# EXCERPTED DATA

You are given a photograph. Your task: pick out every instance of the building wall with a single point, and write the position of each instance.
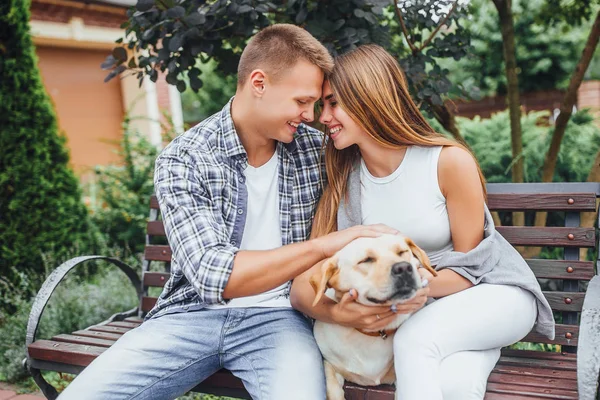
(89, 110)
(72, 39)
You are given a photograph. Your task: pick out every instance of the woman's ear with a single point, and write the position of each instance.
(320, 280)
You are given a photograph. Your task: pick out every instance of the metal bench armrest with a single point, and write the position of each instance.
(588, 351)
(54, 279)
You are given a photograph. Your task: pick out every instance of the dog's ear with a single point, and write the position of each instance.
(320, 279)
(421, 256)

# WHAT IS BEING ASKED
An exact reproduction of all the records is required, with no pictures included.

# YOUR SOLUTION
You are given a photograph. Your task: pick out every instance of the building wall with a single point, and write the position of each instance.
(89, 110)
(72, 39)
You are given a photograph. Your task: pick out every instance of the woman's ear with a single point, and write the position of each instance.
(320, 280)
You are given a photograph. Your task: pick out every instance of the metal bench armrest with a single point, and write the position of each instance.
(588, 351)
(54, 279)
You are given a photograph. Your task: pick out every instance of the dog's ear with a single point, and write the position of each instance.
(320, 279)
(421, 256)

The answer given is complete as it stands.